→ **Apply what you read**:
a) From the text on Parkinson's and eating difficulties, reproduce the passage that begins at the words "In contrast, some" and stops after "particularly anticholinergic medications.".
b) Translate this sentence from the text on Parkinson's and eating difficulties into Spanish: "Dry mouth may also be caused by some Parkinson’s medicines, particularly anticholinergic medications."

In contrast, some people with Parkinson’s experience a dry mouth because they swallow repeatedly, which removes saliva from the mouth. The lack of lubrication can result in a sore or dry throat, which can make talking and eating uncomfortable.
Dry mouth may also be caused by some Parkinson’s medicines, particularly anticholinergic medications.
Some people find that Parkinson’s medicines cause tastes to alter. Foods may taste metallic and unappetising, which will reduce production of saliva. This not only aggravates the problem of dry mouth, but also the enzymes in saliva that begin to break down food are lacking.
If you have a dry mouth, you could try taking frequent sips of water, sucking on ice chips or using a mouth spray. Avoid caffeine, soft drinks, alcohol and tobacco, which all dry the mouth.
Other eating difficulties
In some people with Parkinson’s, the tongue bunches up, forcing food through the teeth and out of the mouth instead of being swallowed.
As facial muscles are affected it can become harder to move food around the mouth when chewing. This can make eating a lengthy and tiring process. Food remaining in the mouth can increase the risks of choking, aspiration and infections.
You may start to experience problems with teeth and gums. Combined with motor problems, these can make chewing uncomfortable or difficult.
Parkinson’s can also affect muscles in the oesophagus which push swallowed food down to the stomach. Movement of food towards the stomach may become slower, which may make you feel full even if you haven’t eaten much. Only when food reaches the stomach do you feel hungry again. It is therefore important that you take your time when eating. You may also find it helpful to eat small but more frequent meals.
If eating becomes difficult and tiring, and food seems unappetising, your food intake is likely to drop, and you could start to lose weight. It is important to eat enough food and maintain a healthy weight to stay well and fight infection. A dietician can advise on high calorie items to help you maintain your weight.
Difficulties with eating, swallowing or saliva control can cause embarrassment. Eating should be an enjoyable social activity, but many people with Parkinson’s start to avoid social situations while eating. Fear of choking can add to stress and even cause panic attacks before mealtimes. These problems can affect your quality of life.
It is important that your carer, family and friends understand why you have problems with eating and that these are often part of life with Parkinson’s. If they know to support you and give you more time it will help you to enjoy meals both at home and in social settings.

→ **Supplied information**:
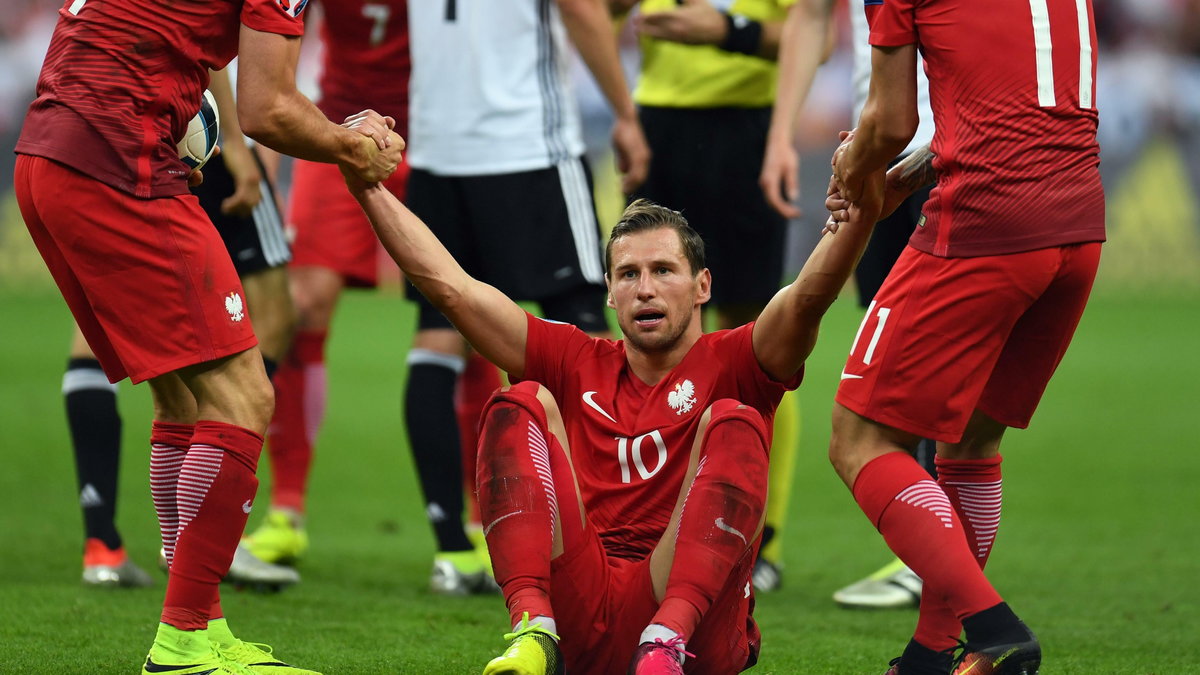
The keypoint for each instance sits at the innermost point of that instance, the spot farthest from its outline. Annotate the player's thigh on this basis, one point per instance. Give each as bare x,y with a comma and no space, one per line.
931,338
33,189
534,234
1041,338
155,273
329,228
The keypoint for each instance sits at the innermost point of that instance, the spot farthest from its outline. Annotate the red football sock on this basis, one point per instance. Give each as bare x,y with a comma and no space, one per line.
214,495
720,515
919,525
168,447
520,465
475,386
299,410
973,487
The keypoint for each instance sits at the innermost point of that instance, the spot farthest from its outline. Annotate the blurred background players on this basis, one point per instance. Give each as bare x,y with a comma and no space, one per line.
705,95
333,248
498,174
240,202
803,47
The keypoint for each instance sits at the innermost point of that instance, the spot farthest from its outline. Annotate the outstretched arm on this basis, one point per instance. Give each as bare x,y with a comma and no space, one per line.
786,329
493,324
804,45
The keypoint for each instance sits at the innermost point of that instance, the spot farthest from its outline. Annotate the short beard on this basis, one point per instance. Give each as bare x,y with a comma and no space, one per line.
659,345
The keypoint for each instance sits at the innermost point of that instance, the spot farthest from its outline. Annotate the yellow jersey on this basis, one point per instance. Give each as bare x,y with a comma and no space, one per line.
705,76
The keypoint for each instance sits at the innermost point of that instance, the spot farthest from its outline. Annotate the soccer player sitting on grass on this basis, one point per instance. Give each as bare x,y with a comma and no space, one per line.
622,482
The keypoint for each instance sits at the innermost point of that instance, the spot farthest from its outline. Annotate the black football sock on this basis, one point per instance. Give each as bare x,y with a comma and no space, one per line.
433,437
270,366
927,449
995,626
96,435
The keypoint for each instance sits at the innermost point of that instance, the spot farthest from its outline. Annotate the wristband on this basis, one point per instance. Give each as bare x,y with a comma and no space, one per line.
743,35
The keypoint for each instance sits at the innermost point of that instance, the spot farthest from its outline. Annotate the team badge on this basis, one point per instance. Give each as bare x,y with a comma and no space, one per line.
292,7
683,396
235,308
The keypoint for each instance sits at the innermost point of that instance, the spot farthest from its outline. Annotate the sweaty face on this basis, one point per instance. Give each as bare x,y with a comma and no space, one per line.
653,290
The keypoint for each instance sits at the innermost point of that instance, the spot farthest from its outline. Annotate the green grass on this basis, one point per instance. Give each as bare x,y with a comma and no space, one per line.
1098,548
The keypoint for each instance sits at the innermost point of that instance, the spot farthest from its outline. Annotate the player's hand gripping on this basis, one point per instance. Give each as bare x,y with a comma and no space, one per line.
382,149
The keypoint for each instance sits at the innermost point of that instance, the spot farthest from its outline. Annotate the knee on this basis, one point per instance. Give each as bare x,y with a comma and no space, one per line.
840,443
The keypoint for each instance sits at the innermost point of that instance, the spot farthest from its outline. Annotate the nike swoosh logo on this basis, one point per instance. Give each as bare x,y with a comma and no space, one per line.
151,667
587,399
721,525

==

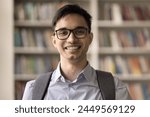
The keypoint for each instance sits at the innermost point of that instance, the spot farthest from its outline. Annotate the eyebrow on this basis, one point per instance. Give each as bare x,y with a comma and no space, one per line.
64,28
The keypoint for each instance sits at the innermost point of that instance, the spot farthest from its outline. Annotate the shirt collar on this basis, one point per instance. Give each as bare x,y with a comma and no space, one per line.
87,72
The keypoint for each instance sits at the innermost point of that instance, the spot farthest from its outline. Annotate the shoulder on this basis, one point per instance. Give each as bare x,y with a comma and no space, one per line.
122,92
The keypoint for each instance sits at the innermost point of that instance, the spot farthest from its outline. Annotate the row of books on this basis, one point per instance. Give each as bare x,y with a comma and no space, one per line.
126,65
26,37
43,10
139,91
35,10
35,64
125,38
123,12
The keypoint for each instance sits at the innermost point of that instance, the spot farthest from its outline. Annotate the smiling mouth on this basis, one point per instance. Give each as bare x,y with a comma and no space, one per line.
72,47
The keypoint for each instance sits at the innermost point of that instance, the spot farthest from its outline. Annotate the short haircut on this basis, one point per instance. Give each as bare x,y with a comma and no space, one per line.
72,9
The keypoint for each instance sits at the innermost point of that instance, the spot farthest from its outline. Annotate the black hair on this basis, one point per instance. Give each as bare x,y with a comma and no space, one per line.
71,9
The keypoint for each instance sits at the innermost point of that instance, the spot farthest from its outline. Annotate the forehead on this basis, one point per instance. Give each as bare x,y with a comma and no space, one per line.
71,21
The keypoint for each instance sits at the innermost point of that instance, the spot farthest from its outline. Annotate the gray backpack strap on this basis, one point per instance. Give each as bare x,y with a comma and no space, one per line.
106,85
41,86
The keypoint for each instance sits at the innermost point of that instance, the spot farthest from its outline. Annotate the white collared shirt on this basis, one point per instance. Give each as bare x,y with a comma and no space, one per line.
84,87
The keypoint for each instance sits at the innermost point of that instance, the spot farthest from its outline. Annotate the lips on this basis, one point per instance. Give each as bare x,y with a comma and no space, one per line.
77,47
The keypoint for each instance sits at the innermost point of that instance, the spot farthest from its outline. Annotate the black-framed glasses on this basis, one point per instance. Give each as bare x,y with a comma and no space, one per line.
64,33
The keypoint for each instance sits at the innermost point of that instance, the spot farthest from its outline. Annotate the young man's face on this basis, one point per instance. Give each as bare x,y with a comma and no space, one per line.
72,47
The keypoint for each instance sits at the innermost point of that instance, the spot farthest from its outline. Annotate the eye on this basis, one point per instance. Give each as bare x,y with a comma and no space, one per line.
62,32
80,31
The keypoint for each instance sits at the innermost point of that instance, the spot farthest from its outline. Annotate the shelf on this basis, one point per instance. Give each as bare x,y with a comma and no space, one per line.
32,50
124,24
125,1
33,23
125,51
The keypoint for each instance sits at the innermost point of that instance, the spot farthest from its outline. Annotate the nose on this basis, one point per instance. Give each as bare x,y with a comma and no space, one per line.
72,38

→ **Outputs for the tasks**:
a)
In contrast, some people with Parkinson’s experience a dry mouth because they swallow repeatedly, which removes saliva from the mouth. The lack of lubrication can result in a sore or dry throat, which can make talking and eating uncomfortable.
Dry mouth may also be caused by some Parkinson’s medicines, particularly anticholinergic medications.

b) La sequedad de boca también puede deberse a algunos medicamentos para el Parkinson, en particular los medicamentos anticolinérgicos.